Requisitos del ejercicio
a – Imprime sin cambios la parte del fragmento sobre la dictadura de Videla que comienza con "Entre otros aspectos, el" y sigue hasta "explicaba Pérez Ruiz.".
b – Por favor, escribe lo que viene a continuación en el fragmento sobre la dictadura de Videla, empezando después de su última oración.
:: Fragmento mostrado
En cualquier caso, los abundantes cables e informes enviados desde Buenos Aires por los diplomáticos españoles confirman que el Gobierno de Adolfo Suárez estuvo al corriente de cada una de las denuncias que llegaban a su embajada en Buenos Aires, lo que le permitió conocer de primera mano la horrorosa realidad en la que estaba sumergida Argentina. A pesar de ello, el ejecutivo de UCD, amparado por la Corona, no tuvo ningún reparo en continuar firmando acuerdos y negocios con la dictadura de Videla.
Entre otros aspectos, el gobierno de Suárez conocía la existencia del campo de concentración que funcionaba en Campo de Mayo un regimiento militar que albergó uno de los peores centros de exterminio. Así fue informado por el cónsul español José Luis Pérez Ruiz a finales de junio de 1976, cuando envió un informe estrictamente confidencial (pinche para ver el documento) en el que revelaba la existencia de este reino de la muerte. «Por referirse este despacho a la eventual detención de uno de los desaparecidos en las instalaciones de Campo de Mayo, cuya utilización para dichos fines no ha sido reconocido por las autoridades argentinas, doy carácter de reservada a esta comunicación», explicaba Pérez Ruiz.
Su informe arroja otro detalle que podría resultar clave para determinar lo ocurrido con los desaparecidos de origen extranjero: en las reuniones mantenidas con funcionarios de la dictadura solía participar el capitán Bárcena, un misterioso militar que operaba en el ministerio de Exteriores argentino y que se encargaba «directamente» -según explicaba Pérez Ruiz en su nota reservada- de aquellos detenidos provenientes de otros países. De hecho, Bárcena estaba al corriente de la situación que atravesaban los presos españoles Herminio Martínez Borbolla, Diamantino González Álvarez y Antonio Garrido Ruiperez. La embajada proponía que todos ellos fuesen liberados a cambio de su inmediata expulsión de Argentina, pero la Junta Militar tardaba en responder. Durante una de las reuniones, Bárcena aseguró que los expedientes de estas tres personas «habían pasado al ministerio para su estudio y resolución». «Por consideración y deferencia a España, han sido adelantados en su tramitación y colocados a la cabeza de la lista de los casos que han de ser resueltos en primer lugar», prometió el capitán, que tenía suficiente capacidad para decidir sobre el futuro de los detenidos.
Efectivamente, Borbolla, González y Garrido fueron puestos en libertad y deportados a España. Sin embargo, la liberación no supuso el final del sufrimiento para una de estas familias: Rocío Martínez Borbolla, hermana de Herminio, fue secuestrada y desaparecida por la dictadura en un operativo realizado el 14 de junio de 1976, coincidiendo con las gestiones realizadas desde la embajada para conseguir la libertad de su hermano. A pesar de los pedidos realizados por sus familiares, esta joven oriunda de la localidad asturiana de Los Cabrales se perdió para siempre en el infierno de Buenos Aires.
::::
:: Información proporcionada
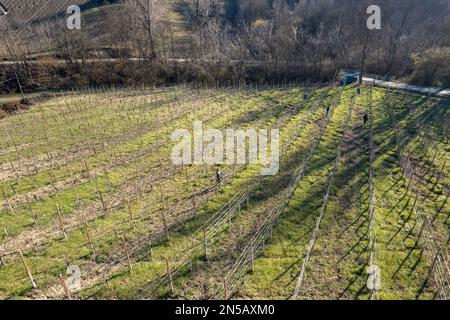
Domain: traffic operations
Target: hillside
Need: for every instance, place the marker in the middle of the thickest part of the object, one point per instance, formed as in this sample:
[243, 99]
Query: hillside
[92, 186]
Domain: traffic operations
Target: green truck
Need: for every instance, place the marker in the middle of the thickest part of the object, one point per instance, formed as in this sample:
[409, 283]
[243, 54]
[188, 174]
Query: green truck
[348, 78]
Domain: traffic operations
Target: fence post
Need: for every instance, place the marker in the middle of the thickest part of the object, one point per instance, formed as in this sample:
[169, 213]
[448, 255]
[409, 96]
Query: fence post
[225, 288]
[64, 285]
[61, 224]
[88, 235]
[252, 254]
[6, 200]
[131, 215]
[169, 275]
[125, 247]
[205, 242]
[27, 269]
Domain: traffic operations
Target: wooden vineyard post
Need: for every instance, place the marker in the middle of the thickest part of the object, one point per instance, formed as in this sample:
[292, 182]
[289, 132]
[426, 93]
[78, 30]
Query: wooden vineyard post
[27, 269]
[225, 288]
[5, 230]
[88, 235]
[248, 197]
[169, 275]
[252, 252]
[133, 223]
[87, 171]
[102, 200]
[205, 243]
[125, 247]
[6, 200]
[64, 285]
[61, 223]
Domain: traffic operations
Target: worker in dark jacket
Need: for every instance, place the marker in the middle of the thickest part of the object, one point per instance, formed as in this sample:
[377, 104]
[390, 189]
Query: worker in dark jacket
[366, 118]
[218, 178]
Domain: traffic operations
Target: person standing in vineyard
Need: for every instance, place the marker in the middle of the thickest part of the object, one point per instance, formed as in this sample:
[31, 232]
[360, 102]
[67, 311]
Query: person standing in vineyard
[218, 178]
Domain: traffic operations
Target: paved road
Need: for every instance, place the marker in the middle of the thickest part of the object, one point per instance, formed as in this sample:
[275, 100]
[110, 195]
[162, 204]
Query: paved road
[403, 86]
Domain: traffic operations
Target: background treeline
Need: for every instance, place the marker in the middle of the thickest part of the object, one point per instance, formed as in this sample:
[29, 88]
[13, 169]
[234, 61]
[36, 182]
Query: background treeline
[129, 42]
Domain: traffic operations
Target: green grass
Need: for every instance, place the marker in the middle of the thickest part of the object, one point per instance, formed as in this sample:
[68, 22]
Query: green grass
[123, 128]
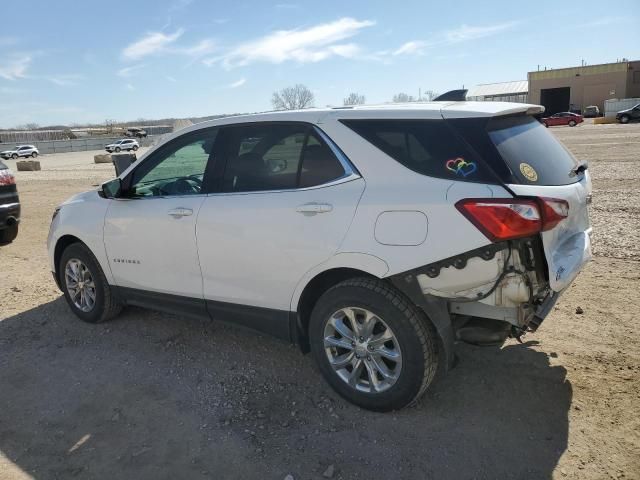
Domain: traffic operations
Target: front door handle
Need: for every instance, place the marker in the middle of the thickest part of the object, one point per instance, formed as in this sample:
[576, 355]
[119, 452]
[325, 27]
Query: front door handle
[314, 208]
[180, 212]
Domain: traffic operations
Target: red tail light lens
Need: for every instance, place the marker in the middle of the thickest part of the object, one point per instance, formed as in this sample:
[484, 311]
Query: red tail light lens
[506, 218]
[553, 212]
[6, 178]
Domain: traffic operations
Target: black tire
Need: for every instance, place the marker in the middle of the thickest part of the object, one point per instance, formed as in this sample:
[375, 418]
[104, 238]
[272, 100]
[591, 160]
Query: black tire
[8, 235]
[415, 335]
[106, 306]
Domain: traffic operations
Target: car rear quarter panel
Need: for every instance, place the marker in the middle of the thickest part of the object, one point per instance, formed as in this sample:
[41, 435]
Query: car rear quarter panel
[392, 187]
::::
Respuestas a continuación
a –
Entre otros aspectos, el gobierno de Suárez conocía la existencia del campo de concentración que funcionaba en Campo de Mayo un regimiento militar que albergó uno de los peores centros de exterminio. Así fue informado por el cónsul español José Luis Pérez Ruiz a finales de junio de 1976, cuando envió un informe estrictamente confidencial (pinche para ver el documento) en el que revelaba la existencia de este reino de la muerte. «Por referirse este despacho a la eventual detención de uno de los desaparecidos en las instalaciones de Campo de Mayo, cuya utilización para dichos fines no ha sido reconocido por las autoridades argentinas, doy carácter de reservada a esta comunicación», explicaba Pérez Ruiz.

b –
«Un muro de silencio»
Esta dramática realidad quedó debidamente reflejada en el documento «muy reservado» que elaboró el encargado de Asuntos Consulares a finales de octubre de 1976 (consulte aquí el informe). A través de esta nota oficial, el Gobierno español pudo conocer cómo se desarrollaban habitualmente los operativos en que eran secuestrados sus connacionales. «Respecto a los desaparecidos -señalaba-, el esquema más común es que la detención se hace en las horas de la madrugada por un grupo de gente armada, que con frecuencia se presentan como policías de paisano, y a veces con traje militar de fajina».
«Suelen llevarse a los detenidos con los ojos vendados a un lugar desconocido y con frecuencia saquean el domicilio. Algunos de los detenidos, de esta forma, son puestos en libertad a los pocos días, de noche, llevándolos en automóvil a algún lugar -a veces en plena ciudad-, donde los dejan con los ojos vendados y con el compromiso de no quitarse la venda hasta transcurridos unos minutos. Son los que sus raptores no consideran peligrosos, después de extensos interrogatorios. De los otros, alguno ha sido llevado, también de madrugada, en el maletero de un coche a una comisaría de Policía. La mayoría, sin embargo, desaparecen sin dejar rastro» , advertía.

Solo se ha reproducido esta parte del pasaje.